— begin Excerpted records —

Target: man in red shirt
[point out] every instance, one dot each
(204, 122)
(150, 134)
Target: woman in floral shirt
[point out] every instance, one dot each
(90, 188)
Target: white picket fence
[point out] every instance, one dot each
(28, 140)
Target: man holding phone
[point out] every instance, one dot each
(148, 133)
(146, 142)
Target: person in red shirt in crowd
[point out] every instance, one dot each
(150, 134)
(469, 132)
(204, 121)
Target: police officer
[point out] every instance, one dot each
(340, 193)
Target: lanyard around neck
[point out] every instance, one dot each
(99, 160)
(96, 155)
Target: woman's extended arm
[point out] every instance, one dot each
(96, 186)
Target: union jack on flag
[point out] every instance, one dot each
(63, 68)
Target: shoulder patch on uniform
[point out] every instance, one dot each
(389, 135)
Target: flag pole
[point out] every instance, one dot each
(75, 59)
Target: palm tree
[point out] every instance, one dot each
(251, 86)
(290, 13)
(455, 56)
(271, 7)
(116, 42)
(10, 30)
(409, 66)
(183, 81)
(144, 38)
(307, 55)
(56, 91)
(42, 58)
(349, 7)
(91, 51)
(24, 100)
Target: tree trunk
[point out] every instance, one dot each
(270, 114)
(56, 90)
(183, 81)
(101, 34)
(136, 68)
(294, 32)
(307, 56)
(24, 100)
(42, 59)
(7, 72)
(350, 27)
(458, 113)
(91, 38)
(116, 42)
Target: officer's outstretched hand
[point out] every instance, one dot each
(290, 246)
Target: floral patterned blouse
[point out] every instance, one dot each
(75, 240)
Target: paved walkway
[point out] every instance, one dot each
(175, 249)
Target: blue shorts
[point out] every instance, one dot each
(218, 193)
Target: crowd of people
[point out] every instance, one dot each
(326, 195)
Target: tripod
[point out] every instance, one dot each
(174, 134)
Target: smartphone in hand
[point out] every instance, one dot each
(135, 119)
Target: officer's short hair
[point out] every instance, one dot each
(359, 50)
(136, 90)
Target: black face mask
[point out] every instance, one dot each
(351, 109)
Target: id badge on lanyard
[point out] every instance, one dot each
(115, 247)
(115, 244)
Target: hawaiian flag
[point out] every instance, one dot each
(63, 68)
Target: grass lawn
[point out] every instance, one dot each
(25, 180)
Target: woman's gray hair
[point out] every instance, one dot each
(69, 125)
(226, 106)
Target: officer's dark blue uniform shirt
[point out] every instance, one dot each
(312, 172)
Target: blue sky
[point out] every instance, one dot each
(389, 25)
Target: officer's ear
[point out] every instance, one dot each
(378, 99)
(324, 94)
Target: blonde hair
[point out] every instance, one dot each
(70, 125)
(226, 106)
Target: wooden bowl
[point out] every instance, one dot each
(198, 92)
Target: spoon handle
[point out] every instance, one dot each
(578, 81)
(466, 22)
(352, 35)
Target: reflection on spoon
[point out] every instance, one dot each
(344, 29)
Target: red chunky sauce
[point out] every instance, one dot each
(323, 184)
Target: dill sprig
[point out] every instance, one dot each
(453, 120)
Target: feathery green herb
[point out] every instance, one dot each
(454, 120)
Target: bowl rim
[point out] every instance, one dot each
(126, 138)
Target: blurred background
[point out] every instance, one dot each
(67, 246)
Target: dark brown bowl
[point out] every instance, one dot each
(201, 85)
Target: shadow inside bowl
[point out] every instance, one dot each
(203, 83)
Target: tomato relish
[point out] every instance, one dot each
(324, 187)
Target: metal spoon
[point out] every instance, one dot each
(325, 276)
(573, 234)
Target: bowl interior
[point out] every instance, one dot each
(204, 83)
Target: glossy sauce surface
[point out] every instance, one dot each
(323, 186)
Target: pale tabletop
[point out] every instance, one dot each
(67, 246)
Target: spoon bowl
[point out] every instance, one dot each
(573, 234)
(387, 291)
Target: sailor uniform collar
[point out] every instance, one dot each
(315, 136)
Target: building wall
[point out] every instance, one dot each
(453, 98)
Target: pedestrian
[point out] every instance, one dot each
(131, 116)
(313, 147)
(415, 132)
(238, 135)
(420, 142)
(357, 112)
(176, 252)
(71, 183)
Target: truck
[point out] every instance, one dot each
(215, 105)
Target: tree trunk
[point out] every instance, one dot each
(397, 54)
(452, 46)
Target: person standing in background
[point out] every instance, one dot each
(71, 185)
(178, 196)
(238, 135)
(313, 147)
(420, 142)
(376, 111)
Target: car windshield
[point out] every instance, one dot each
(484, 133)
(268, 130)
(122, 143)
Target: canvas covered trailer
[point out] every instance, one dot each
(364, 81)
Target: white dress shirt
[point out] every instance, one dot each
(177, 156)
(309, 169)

— end Excerpted records —

▸ Aim: Copy every one of the entries above word for word, line by line.

▸ Result of this task:
Target: man in red shirt
[point out] every instance, one dot each
(204, 122)
(150, 134)
Target: woman in floral shirt
[point out] every instance, one dot each
(90, 188)
Target: white picket fence
[point out] every instance, one dot each
(28, 140)
Target: man holding phone
[point out] every instance, one dot each
(148, 133)
(146, 142)
Target: person in red shirt in crowd
[point out] every instance, one dot each
(150, 134)
(469, 132)
(204, 121)
Target: police officer
[point out] every instance, one dot each
(340, 193)
Target: lanyard around neck
[point out] every instance, one dot each
(99, 160)
(96, 155)
Target: woman's extended arm
[point out] every instance, one dot each
(96, 186)
Target: union jack on flag
[point out] every instance, one dot each
(63, 68)
Target: shoulder patch on uniform
[point out] every instance, one dot each
(389, 135)
Target: flag pole
[point out] every instance, one dot each
(75, 59)
Target: palm tree
[point out] every instance, one dot each
(251, 86)
(290, 13)
(455, 56)
(271, 7)
(116, 42)
(10, 30)
(409, 66)
(183, 81)
(144, 38)
(307, 55)
(56, 91)
(42, 58)
(349, 7)
(91, 51)
(24, 100)
Target: tree trunk
[point out] every instance, one dot each
(270, 114)
(56, 90)
(183, 81)
(101, 34)
(136, 68)
(294, 32)
(307, 56)
(24, 100)
(42, 59)
(7, 72)
(350, 27)
(458, 113)
(91, 38)
(116, 42)
Target: officer's outstretched hand
[point out] every instance, one dot each
(290, 246)
Target: floral patterned blouse
[point out] every instance, one dot each
(75, 240)
Target: paved walkway
[point out] every instance, one dot each
(175, 249)
Target: blue shorts
[point out] every instance, one dot each
(218, 193)
Target: crowd of people
[point out] every instance, one dot each
(326, 195)
Target: tripod
[point out] every instance, one dot each
(174, 134)
Target: smartphone in hand
[point out] every instance, one dot each
(135, 119)
Target: officer's short hair
[point out] every instance, one dot each
(359, 50)
(136, 90)
Target: black face mask
[point out] every instance, one dot each
(351, 109)
Target: id badge on lanyard
[point out] every instance, one dot each
(115, 247)
(115, 244)
Target: hawaiian flag
[point out] every instance, one dot each
(63, 68)
Target: grass lawn
[point out] every instance, one dot each
(25, 180)
Target: woman's gray hair
[point out] every instance, one dot each
(69, 125)
(226, 106)
Target: officer's dark blue uniform shirt
[point out] every instance, one dot each
(312, 172)
Target: blue sky
[point out] every instance, one dot each
(389, 25)
Target: officer's ear
[point out] every instance, one dot each
(378, 99)
(324, 94)
Target: blonde hair
[point out] every instance, one dot each
(70, 125)
(226, 106)
Target: wooden bowl
[point out] every instance, one dot each
(198, 92)
Target: spoon handle
[point out] every instance, one dot each
(578, 81)
(466, 22)
(352, 35)
Target: reflection on spoon
[point out] every instance, one dot each
(344, 29)
Target: red chunky sauce
[point out] every instance, one dot each
(323, 184)
Target: dill sprig
[point out] every instance, one dot each
(453, 120)
Target: feathery green herb
[point out] every instance, one dot each
(454, 120)
Target: bowl rim
[point out] every instance, one dot each
(126, 138)
Target: blurred background
[point out] every instance, one dot each
(67, 246)
Target: dark brown bowl
[point out] every instance, one dot each
(201, 85)
Target: shadow inside bowl
[point out] every instance, one dot each
(203, 83)
Target: tomato relish
[point out] every instance, one dot each
(324, 187)
Target: metal spoon
[point out] every instance, one dot each
(325, 276)
(573, 234)
Target: bowl interior
[point out] every instance, one dot each
(204, 83)
Target: glossy sauce surface
[point out] every instance, one dot each
(323, 186)
Target: pale tabletop
[point out] every instance, one dot each
(67, 246)
Target: spoon bowl
[point out] every instance, one dot each
(573, 234)
(387, 291)
Target: sailor uniform collar
[point out] every instance, one dot each
(315, 136)
Target: building wall
[point out] every instance, one dot each
(453, 98)
Target: pedestrian
[point out] every instance, one dot each
(131, 116)
(313, 147)
(415, 132)
(238, 135)
(420, 142)
(357, 112)
(176, 252)
(71, 183)
Target: truck
[point out] every instance, one dot each
(215, 105)
Target: tree trunk
[point out] every instance, one dot each
(397, 54)
(452, 46)
Target: person standing in background
[point out] every instance, one dot each
(71, 185)
(178, 196)
(238, 135)
(313, 147)
(420, 142)
(376, 111)
Target: car windshield
[point out] every instance, one dot each
(484, 133)
(268, 130)
(122, 143)
Target: canvas covered trailer
[point out] every instance, one dot each
(364, 81)
Target: white dress shirt
[point out] every instance, one dot each
(177, 156)
(309, 169)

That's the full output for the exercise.